## Exercise details:
Once the line containing "For each instance of the perched" is found, retype it and each line after it through the last entry below, word for word, and nothing else.

## Input material:
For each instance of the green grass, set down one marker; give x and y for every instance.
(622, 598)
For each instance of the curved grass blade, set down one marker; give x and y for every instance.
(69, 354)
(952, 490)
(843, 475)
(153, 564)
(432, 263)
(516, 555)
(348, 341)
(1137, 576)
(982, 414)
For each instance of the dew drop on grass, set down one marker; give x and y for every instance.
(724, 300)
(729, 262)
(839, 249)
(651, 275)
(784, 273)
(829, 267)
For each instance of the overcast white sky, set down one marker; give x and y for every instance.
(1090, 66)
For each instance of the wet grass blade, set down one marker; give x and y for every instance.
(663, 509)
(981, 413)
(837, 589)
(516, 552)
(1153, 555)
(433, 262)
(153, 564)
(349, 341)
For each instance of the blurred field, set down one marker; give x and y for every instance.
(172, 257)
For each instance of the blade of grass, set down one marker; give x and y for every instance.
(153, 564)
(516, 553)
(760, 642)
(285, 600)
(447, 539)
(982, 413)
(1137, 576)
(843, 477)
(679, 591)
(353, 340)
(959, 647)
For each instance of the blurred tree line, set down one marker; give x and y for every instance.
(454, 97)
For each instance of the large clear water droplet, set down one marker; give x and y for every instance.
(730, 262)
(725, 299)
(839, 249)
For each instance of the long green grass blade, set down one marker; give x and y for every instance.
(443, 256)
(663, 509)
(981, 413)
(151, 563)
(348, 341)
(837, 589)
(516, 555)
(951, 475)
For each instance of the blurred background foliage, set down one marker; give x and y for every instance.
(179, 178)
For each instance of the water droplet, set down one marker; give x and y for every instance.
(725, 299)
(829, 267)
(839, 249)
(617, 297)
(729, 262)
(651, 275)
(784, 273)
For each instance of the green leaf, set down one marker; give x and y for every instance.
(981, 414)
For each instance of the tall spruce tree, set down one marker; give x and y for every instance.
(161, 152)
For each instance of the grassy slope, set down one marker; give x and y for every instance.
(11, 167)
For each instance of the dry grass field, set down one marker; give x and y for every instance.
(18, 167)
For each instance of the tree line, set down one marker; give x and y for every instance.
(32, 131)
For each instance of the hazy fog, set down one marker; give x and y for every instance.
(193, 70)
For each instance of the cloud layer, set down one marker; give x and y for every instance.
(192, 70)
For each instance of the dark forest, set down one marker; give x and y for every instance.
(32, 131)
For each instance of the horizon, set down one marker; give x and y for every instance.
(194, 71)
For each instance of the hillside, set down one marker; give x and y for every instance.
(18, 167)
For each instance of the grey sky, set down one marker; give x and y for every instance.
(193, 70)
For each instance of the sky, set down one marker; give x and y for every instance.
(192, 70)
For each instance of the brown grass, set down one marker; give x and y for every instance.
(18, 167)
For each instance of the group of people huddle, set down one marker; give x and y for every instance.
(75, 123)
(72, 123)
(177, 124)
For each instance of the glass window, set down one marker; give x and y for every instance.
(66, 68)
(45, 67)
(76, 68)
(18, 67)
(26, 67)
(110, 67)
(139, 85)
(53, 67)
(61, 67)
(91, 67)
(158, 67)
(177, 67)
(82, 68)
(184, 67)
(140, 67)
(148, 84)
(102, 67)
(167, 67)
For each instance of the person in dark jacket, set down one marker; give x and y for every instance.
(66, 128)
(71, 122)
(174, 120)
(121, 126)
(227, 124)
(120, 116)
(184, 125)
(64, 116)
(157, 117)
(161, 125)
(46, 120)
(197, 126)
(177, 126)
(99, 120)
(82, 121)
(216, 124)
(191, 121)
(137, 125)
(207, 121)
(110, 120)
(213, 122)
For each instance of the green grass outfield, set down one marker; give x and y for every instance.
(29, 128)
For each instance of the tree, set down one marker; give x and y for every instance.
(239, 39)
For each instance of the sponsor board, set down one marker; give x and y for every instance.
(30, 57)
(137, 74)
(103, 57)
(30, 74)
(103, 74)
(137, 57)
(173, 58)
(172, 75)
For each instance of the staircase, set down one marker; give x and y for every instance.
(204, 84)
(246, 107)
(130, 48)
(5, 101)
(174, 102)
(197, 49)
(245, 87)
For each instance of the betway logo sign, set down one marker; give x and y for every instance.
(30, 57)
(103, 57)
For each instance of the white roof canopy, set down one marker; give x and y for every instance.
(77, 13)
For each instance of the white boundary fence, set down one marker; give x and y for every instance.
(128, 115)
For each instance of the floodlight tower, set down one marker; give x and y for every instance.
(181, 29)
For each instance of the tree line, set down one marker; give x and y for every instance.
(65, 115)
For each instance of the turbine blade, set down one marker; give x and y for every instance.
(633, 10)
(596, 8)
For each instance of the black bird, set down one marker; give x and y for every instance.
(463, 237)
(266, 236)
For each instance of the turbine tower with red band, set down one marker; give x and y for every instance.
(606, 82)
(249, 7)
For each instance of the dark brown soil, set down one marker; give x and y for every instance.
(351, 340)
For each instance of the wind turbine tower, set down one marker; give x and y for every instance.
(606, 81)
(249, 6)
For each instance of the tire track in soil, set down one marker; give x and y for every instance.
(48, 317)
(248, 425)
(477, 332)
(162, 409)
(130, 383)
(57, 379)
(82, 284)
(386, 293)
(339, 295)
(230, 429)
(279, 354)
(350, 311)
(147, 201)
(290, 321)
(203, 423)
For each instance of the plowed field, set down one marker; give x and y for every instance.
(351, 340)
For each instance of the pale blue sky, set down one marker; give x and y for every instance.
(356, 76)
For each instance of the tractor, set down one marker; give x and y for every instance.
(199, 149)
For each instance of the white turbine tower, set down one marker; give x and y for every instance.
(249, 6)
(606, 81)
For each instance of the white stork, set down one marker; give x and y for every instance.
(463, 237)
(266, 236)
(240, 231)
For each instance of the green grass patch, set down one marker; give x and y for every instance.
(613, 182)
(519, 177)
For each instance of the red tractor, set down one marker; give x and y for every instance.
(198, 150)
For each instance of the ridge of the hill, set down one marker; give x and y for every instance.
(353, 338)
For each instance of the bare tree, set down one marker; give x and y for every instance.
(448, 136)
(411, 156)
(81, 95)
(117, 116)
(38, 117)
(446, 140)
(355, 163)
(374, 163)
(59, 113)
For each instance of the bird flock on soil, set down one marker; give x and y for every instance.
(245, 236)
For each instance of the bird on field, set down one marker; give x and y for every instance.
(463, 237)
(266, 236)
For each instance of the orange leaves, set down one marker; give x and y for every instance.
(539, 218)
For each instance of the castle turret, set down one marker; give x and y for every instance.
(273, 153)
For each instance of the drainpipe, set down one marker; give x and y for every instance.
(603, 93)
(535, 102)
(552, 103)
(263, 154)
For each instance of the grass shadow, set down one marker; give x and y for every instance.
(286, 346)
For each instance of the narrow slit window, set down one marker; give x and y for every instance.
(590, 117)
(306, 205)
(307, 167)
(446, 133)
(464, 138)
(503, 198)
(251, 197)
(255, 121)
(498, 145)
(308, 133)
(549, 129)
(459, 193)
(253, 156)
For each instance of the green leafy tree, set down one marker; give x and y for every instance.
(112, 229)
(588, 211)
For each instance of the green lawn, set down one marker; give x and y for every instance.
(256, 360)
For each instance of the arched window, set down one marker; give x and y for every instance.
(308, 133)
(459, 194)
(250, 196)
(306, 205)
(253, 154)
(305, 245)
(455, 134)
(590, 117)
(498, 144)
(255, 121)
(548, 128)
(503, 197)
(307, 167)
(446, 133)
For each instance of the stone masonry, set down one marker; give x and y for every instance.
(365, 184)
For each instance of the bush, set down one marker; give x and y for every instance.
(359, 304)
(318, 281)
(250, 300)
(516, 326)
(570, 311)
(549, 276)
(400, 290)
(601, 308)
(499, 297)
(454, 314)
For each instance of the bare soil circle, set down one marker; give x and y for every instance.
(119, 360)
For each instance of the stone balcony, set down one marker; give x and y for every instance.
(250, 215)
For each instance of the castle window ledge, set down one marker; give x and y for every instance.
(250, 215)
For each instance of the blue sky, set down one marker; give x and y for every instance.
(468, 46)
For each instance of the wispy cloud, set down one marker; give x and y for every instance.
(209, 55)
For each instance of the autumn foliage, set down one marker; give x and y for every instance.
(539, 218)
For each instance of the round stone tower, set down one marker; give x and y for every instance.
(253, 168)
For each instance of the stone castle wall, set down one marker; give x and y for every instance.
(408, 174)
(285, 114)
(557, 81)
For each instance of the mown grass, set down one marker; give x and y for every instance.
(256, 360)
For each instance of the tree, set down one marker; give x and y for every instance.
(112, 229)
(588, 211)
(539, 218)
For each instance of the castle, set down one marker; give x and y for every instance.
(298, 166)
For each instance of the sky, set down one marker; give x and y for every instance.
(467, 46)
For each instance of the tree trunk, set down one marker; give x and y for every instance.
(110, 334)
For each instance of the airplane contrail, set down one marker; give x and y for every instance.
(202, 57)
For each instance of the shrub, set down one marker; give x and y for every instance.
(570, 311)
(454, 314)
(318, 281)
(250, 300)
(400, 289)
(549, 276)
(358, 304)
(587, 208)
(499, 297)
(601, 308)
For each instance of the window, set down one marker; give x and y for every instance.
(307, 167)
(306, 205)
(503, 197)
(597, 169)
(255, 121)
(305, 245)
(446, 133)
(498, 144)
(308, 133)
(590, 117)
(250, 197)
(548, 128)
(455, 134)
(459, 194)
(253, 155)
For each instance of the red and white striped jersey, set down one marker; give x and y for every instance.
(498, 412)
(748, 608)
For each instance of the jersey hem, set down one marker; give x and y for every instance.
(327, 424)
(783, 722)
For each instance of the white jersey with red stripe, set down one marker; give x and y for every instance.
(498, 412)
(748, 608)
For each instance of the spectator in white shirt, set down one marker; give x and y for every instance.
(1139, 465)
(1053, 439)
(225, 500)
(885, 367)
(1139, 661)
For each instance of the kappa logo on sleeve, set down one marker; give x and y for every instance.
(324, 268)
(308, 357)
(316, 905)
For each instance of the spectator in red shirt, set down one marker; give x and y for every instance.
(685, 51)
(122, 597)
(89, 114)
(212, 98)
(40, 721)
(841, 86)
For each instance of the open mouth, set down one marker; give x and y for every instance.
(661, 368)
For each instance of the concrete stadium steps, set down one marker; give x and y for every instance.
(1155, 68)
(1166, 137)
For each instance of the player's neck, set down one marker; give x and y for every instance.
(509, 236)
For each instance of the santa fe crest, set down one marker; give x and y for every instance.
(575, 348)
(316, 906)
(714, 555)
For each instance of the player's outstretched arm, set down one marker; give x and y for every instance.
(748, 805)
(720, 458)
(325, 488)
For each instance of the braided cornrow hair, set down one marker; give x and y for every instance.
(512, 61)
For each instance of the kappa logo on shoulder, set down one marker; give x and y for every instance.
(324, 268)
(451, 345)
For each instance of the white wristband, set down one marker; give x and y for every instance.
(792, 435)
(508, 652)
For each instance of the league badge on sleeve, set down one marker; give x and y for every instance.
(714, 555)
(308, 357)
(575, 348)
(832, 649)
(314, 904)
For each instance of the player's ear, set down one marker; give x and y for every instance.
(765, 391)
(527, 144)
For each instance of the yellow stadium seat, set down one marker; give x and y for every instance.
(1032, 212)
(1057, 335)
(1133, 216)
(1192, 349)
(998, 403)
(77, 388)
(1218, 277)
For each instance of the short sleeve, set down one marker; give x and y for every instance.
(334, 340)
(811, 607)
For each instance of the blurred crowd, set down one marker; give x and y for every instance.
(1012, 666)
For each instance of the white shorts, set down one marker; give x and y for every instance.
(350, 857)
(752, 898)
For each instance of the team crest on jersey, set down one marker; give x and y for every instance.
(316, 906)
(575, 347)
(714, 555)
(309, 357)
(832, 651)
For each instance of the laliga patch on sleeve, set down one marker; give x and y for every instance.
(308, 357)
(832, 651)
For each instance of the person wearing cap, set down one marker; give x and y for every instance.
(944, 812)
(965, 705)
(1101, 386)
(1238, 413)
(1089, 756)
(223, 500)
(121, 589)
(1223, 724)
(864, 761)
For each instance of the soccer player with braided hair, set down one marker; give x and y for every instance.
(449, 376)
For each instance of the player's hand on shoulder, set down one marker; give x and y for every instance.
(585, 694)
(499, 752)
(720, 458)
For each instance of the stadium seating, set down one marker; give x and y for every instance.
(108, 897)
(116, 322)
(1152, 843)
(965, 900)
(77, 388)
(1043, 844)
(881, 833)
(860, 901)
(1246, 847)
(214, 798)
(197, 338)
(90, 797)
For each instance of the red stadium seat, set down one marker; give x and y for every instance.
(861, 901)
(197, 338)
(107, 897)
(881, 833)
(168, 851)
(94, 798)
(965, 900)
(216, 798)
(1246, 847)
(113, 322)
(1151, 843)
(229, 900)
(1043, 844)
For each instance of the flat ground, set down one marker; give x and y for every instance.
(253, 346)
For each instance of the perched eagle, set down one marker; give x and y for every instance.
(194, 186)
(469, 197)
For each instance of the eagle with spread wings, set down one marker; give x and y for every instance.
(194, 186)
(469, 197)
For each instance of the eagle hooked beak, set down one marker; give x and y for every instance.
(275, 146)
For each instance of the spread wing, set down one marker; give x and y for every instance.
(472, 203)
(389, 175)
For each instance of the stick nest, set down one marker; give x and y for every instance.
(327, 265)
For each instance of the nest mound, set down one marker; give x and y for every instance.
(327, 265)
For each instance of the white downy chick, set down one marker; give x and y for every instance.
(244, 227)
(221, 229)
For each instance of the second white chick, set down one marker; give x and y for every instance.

## Response for this exercise:
For each instance of the perched eagle, set down one marker; give x and y for every instance.
(194, 186)
(469, 197)
For each instance of the eagle with spread wings, set down one marker; give x and y for every instance.
(194, 186)
(469, 197)
For each instance of the eagle hooked beak, set down one marker; give x and y for every instance.
(275, 146)
For each instance of the spread wing, set down one marker; give x and y for every instance.
(472, 203)
(389, 175)
For each instance of the stick nest, set down one marker; give x and y for every instance.
(327, 265)
For each instance of the nest mound, set down one marker; give x and y for every instance.
(327, 265)
For each instance of the white downy chick, set down one marker; give x and y for every instance.
(244, 227)
(221, 229)
For each instance of the second white chick, set down one marker; give x and y for every instance.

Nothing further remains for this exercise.